[Collection entries]
-*-

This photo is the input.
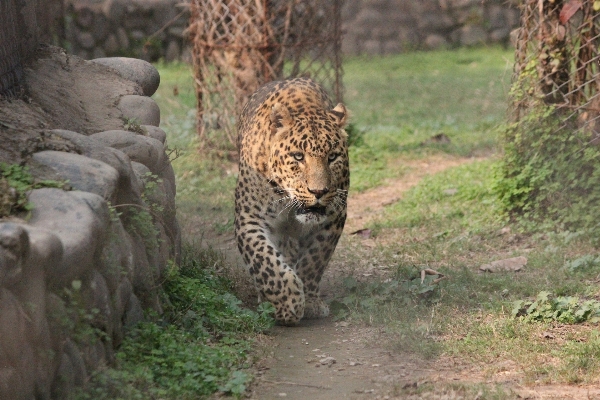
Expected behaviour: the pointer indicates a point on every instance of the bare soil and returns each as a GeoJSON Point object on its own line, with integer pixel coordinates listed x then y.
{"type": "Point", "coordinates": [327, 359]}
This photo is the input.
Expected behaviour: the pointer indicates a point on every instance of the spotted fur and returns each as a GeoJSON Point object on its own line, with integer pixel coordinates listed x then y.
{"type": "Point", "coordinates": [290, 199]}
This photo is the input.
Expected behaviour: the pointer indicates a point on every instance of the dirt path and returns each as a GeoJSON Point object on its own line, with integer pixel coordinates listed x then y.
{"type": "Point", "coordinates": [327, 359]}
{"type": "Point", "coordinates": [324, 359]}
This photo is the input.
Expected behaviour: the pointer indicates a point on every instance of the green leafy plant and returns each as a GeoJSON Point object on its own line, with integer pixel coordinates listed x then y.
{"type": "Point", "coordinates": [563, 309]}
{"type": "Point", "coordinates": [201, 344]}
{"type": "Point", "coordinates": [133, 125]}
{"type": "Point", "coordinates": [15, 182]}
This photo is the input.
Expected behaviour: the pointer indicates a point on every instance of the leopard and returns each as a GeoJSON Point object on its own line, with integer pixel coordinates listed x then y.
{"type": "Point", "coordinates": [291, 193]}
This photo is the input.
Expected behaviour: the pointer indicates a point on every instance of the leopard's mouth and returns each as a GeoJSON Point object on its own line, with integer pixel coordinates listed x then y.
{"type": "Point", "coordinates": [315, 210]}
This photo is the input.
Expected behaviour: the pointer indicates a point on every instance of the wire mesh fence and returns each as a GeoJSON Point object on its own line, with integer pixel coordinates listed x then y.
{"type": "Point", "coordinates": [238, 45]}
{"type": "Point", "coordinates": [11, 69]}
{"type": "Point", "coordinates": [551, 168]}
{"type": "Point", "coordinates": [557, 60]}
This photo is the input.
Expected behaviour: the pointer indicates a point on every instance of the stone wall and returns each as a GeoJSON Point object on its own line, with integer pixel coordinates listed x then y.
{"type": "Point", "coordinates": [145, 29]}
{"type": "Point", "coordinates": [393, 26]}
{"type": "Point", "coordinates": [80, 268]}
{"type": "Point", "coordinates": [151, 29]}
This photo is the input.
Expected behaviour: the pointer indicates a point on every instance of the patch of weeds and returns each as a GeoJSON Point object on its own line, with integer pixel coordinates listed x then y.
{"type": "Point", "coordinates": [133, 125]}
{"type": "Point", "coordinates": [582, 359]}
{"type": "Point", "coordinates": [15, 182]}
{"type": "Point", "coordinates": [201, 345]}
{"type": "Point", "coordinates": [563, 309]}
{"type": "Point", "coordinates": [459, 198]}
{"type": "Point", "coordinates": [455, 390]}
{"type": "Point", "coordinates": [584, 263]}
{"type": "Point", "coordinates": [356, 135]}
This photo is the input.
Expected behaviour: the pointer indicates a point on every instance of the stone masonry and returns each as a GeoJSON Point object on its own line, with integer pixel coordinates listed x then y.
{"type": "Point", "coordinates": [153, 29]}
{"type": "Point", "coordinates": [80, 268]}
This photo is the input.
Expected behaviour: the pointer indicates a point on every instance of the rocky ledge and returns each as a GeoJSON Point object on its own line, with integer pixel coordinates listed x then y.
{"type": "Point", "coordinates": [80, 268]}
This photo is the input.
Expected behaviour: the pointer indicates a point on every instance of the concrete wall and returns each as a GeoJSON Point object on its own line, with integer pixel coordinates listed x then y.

-*-

■ **WHAT THE TASK ASKS**
When repeating the entries, leave out every picture and keep the rest exact.

■ **SOLUTION FOR THIS TASK**
This photo is the input.
Expected behaviour: the pointer indicates a point on every instance of the bare soil and returns each as a GeoJSON Point object on its own line, with integer pixel coordinates listed x then y.
{"type": "Point", "coordinates": [327, 359]}
This photo is the input.
Expected behaviour: the pointer indicates a point on every instance of the spotted fur and returns each as a GeoJSON Point object on its own line, with integer pixel coordinates listed x then y.
{"type": "Point", "coordinates": [290, 199]}
This photo is the input.
Expected behaviour: the pointer indicates a point on every instance of the dirt path and returns each as a GeoJSON Point object on its own line, with integer pixel coordinates listed x then y.
{"type": "Point", "coordinates": [327, 359]}
{"type": "Point", "coordinates": [324, 359]}
This photo is the input.
Expected behaviour: the pointer indicates a point on every instance of the green leafy plant and returns each as a GeoJSON Point object on its own line, with integer pixel coordinates listed x then y.
{"type": "Point", "coordinates": [563, 309]}
{"type": "Point", "coordinates": [201, 344]}
{"type": "Point", "coordinates": [133, 125]}
{"type": "Point", "coordinates": [15, 182]}
This photo is the input.
Expected behaviour: the pointer indicates a point on every instance of the leopard and returns each as a GeoJSON Point object on its own line, with integer pixel coordinates listed x then y.
{"type": "Point", "coordinates": [291, 193]}
This photo is the input.
Expected behaviour: the pointer indicates a point on every instance of the leopard's mouth and returns each as a GeoJSON Point object on its own line, with integer pixel coordinates listed x then y.
{"type": "Point", "coordinates": [315, 210]}
This photo is the input.
Expected behaviour: the pointer indicates a point on every instance of the wire mesh fence and returns each as a GeoJSON Point object on its own line, with integer pixel coordinates listed x then y.
{"type": "Point", "coordinates": [238, 45]}
{"type": "Point", "coordinates": [11, 69]}
{"type": "Point", "coordinates": [551, 168]}
{"type": "Point", "coordinates": [557, 60]}
This photo is the input.
Expected behaviour: the pointer indicates a point on every instance of the stone wall and returns each as a GeoJSON Point object on its own line, with integer pixel coordinates listed x then y.
{"type": "Point", "coordinates": [145, 29]}
{"type": "Point", "coordinates": [393, 26]}
{"type": "Point", "coordinates": [80, 268]}
{"type": "Point", "coordinates": [151, 29]}
This photo is the input.
Expected behaviour: the pointer indicates a point on every instance of the patch of weeds and returns each as a GeoJSON Point object on its own line, with integer pixel coordinates listed x then y.
{"type": "Point", "coordinates": [133, 125]}
{"type": "Point", "coordinates": [582, 359]}
{"type": "Point", "coordinates": [15, 182]}
{"type": "Point", "coordinates": [201, 345]}
{"type": "Point", "coordinates": [563, 309]}
{"type": "Point", "coordinates": [459, 198]}
{"type": "Point", "coordinates": [455, 390]}
{"type": "Point", "coordinates": [584, 263]}
{"type": "Point", "coordinates": [356, 135]}
This photo is the input.
Expected behaviour: the pointer indicates a point on every instance of the stone masonry and returns each as a GeoJSON Point object on its own line, with integer pixel coordinates listed x then y.
{"type": "Point", "coordinates": [153, 29]}
{"type": "Point", "coordinates": [80, 268]}
This photo is the input.
Expected behaviour: the pointer indicates a point on every instance of the rocky ledge and returns each as a GeoJSON Point object on its own line, with integer pixel coordinates listed x then y.
{"type": "Point", "coordinates": [80, 268]}
This photo is the input.
Expected behaviour: the pointer indicates a point on every instance of the concrete wall and returns each as a GeoJSON Point object on its own line, with integer pixel coordinates listed x then y.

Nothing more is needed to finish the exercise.